Task details =
Return only the lines from the one containing "In this exercise you will locate the tractor" to the end of the entries below, exactly as written, both ends included.

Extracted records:
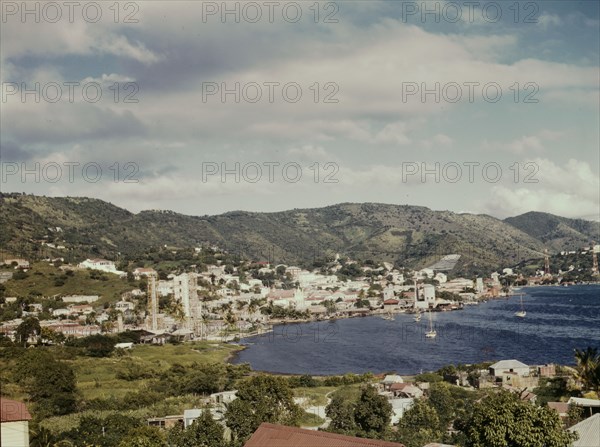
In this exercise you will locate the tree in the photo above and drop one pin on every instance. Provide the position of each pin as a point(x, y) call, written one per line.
point(103, 432)
point(441, 400)
point(143, 437)
point(372, 413)
point(204, 432)
point(98, 345)
point(50, 383)
point(419, 425)
point(588, 368)
point(261, 398)
point(30, 326)
point(341, 413)
point(504, 420)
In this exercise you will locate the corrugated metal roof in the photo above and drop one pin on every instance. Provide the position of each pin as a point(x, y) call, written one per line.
point(13, 411)
point(271, 435)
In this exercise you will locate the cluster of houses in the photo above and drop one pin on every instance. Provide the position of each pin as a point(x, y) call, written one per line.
point(511, 375)
point(236, 300)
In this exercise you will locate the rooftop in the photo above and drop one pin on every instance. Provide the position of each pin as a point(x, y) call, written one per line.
point(588, 430)
point(13, 411)
point(508, 364)
point(271, 435)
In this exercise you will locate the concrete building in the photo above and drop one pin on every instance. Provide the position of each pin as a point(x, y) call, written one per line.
point(103, 265)
point(14, 423)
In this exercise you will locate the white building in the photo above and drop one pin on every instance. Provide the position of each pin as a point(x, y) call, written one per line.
point(101, 264)
point(14, 423)
point(185, 288)
point(479, 285)
point(503, 367)
point(399, 406)
point(440, 277)
point(80, 298)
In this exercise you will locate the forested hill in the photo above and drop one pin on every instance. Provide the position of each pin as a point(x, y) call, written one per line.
point(411, 235)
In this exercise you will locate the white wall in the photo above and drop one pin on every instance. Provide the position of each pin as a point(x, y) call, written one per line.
point(14, 434)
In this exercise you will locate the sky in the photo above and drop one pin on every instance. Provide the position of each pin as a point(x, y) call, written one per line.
point(208, 107)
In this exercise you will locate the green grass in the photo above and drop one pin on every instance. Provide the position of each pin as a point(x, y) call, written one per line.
point(40, 279)
point(316, 396)
point(98, 377)
point(310, 420)
point(168, 406)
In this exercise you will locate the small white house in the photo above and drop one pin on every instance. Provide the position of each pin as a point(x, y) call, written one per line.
point(103, 265)
point(504, 367)
point(127, 345)
point(14, 423)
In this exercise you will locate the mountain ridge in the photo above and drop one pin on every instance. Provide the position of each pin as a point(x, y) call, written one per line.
point(412, 236)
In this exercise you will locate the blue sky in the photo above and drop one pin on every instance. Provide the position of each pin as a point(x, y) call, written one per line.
point(375, 139)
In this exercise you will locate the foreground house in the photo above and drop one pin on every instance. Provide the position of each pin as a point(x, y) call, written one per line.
point(14, 423)
point(271, 435)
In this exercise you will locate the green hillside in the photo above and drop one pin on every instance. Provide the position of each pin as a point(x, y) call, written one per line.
point(409, 235)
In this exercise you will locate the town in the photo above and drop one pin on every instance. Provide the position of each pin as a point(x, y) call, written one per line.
point(207, 304)
point(233, 298)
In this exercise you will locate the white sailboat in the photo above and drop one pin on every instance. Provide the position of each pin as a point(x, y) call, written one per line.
point(389, 316)
point(431, 333)
point(521, 313)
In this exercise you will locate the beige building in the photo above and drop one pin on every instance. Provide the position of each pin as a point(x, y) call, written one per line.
point(14, 423)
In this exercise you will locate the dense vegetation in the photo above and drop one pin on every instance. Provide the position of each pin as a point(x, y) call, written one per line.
point(412, 236)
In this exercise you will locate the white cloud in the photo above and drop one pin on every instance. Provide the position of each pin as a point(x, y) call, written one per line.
point(572, 190)
point(546, 20)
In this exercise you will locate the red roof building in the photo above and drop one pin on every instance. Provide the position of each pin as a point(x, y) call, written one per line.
point(271, 435)
point(13, 411)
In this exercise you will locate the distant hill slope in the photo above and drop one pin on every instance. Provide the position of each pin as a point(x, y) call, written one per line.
point(410, 235)
point(558, 233)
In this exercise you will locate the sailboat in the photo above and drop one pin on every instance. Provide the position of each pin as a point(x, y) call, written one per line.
point(521, 313)
point(431, 333)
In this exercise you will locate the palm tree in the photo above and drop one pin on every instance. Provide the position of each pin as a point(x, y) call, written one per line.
point(588, 367)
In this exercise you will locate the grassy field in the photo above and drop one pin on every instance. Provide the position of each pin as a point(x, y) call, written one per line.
point(99, 377)
point(316, 396)
point(42, 280)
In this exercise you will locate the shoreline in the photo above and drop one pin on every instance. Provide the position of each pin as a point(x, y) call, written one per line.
point(533, 357)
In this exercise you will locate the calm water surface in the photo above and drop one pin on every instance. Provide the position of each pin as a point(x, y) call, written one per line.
point(558, 320)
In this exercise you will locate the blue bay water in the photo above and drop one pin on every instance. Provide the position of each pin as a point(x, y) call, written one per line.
point(559, 319)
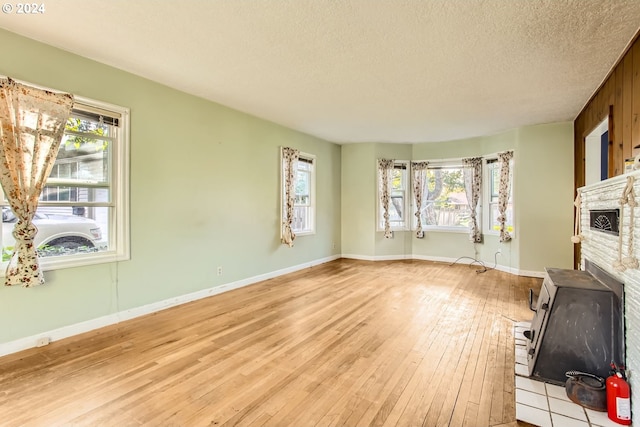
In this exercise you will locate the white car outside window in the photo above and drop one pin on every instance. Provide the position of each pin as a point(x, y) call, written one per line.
point(57, 234)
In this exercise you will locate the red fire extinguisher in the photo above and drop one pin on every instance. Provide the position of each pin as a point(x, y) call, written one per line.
point(618, 397)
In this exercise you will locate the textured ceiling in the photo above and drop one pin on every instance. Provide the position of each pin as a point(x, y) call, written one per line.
point(358, 70)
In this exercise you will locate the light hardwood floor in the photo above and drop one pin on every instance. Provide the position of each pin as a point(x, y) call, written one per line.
point(347, 343)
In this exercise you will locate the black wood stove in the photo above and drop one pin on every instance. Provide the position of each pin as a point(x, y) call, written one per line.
point(578, 324)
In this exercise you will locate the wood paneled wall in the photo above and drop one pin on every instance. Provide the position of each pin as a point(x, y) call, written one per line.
point(619, 99)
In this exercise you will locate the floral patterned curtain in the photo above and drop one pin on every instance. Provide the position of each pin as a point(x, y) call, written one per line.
point(419, 181)
point(32, 124)
point(289, 164)
point(473, 187)
point(503, 193)
point(385, 168)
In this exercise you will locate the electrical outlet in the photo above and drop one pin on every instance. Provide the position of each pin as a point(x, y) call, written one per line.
point(42, 341)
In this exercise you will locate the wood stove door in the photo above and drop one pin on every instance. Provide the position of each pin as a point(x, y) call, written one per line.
point(537, 324)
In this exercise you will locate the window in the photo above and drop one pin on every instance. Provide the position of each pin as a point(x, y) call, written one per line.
point(82, 215)
point(445, 201)
point(493, 184)
point(399, 198)
point(303, 221)
point(304, 206)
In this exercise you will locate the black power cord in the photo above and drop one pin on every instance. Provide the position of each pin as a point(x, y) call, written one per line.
point(484, 268)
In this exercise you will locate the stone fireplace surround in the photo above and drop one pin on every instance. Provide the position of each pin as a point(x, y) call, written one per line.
point(602, 249)
point(546, 404)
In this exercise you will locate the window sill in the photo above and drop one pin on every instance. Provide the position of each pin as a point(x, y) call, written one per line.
point(458, 230)
point(50, 264)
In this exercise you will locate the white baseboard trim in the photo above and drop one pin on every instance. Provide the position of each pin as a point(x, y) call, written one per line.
point(498, 267)
point(111, 319)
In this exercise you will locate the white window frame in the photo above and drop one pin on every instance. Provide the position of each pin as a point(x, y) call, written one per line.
point(311, 159)
point(406, 180)
point(490, 163)
point(119, 234)
point(453, 164)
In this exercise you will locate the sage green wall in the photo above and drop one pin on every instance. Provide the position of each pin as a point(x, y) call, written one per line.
point(543, 198)
point(545, 194)
point(204, 193)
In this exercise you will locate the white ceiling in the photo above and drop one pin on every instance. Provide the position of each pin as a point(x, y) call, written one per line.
point(358, 70)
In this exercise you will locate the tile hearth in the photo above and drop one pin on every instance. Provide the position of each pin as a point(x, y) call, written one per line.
point(547, 405)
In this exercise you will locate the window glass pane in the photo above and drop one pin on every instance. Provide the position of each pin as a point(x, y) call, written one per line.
point(495, 226)
point(84, 162)
point(446, 202)
point(62, 230)
point(303, 186)
point(397, 179)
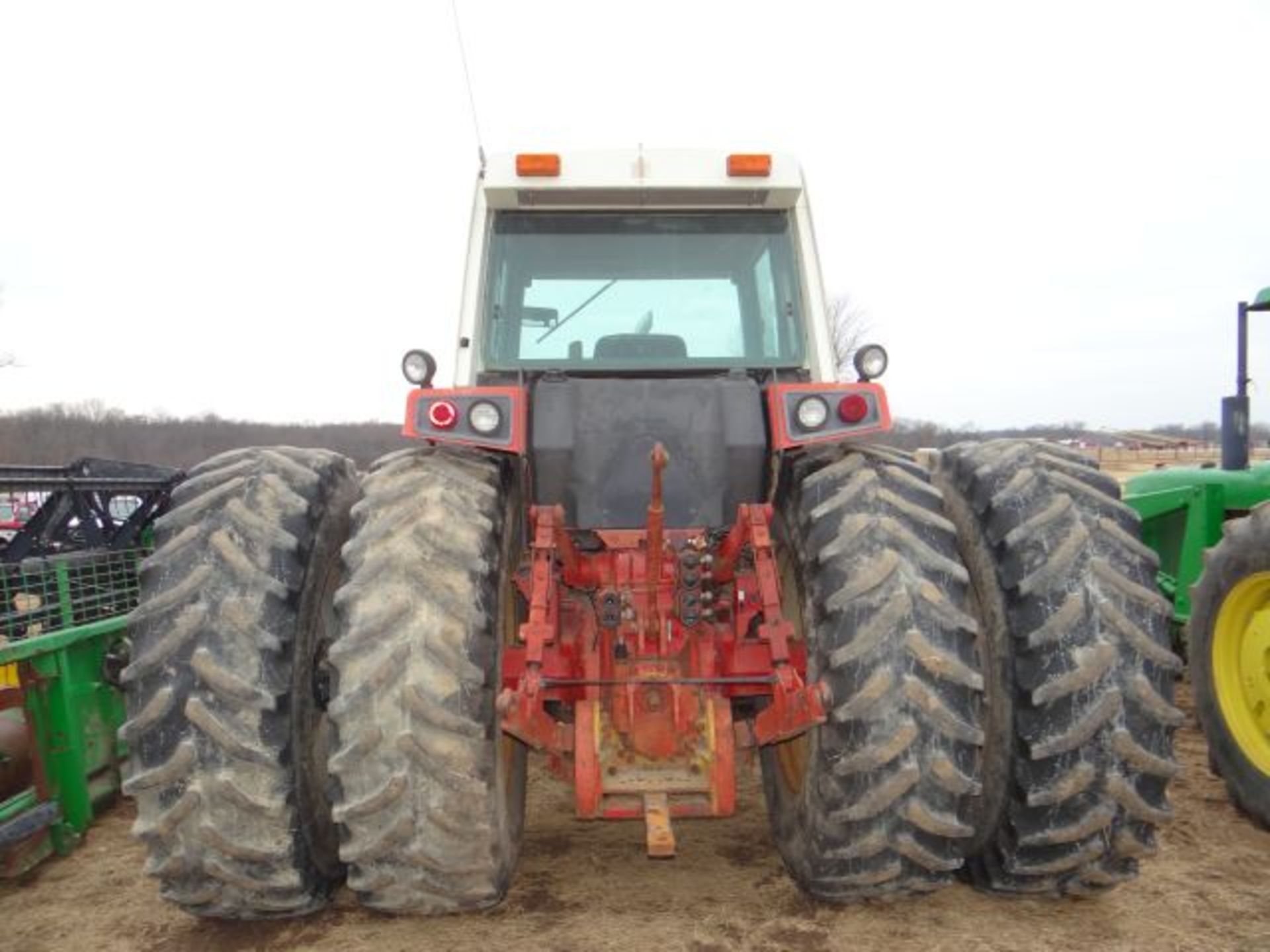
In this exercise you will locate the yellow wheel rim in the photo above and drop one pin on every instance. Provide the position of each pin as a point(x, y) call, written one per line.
point(1241, 666)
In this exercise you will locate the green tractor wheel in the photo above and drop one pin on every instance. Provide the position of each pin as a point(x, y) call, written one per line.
point(1230, 653)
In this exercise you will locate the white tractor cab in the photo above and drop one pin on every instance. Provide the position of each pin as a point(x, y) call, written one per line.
point(615, 300)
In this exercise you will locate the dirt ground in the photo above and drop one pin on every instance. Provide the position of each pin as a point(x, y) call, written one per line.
point(588, 887)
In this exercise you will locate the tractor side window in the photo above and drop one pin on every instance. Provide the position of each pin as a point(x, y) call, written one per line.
point(765, 288)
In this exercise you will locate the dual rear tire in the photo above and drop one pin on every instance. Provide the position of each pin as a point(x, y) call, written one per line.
point(996, 659)
point(255, 803)
point(1001, 677)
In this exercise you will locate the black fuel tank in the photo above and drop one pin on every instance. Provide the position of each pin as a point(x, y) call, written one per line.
point(591, 441)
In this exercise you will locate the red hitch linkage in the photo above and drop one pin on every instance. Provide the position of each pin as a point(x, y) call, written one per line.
point(651, 659)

Written answer =
In this exercise you will locate the tractor side window in the photo above and drop one pin on every instance. Provide the position of each pin as a point(x, y) call, written one per line.
point(765, 288)
In this exercise you will locate the dual rear tire in the photo above and drop one pin on every instance. Provide the position of each pin as a point(x, y) call, written one per line.
point(996, 659)
point(255, 803)
point(1001, 677)
In this exercise you will locate the black fuel tank in the photo above and drop one pin on every instance. Provide the position of each pin as a point(x, y) call, written one per line.
point(591, 441)
In this exercise you will locate the red hitch linkage in the photo above and drop one pin on every instance. Provide the position of each pin as a point(x, y) call, written one per line.
point(651, 659)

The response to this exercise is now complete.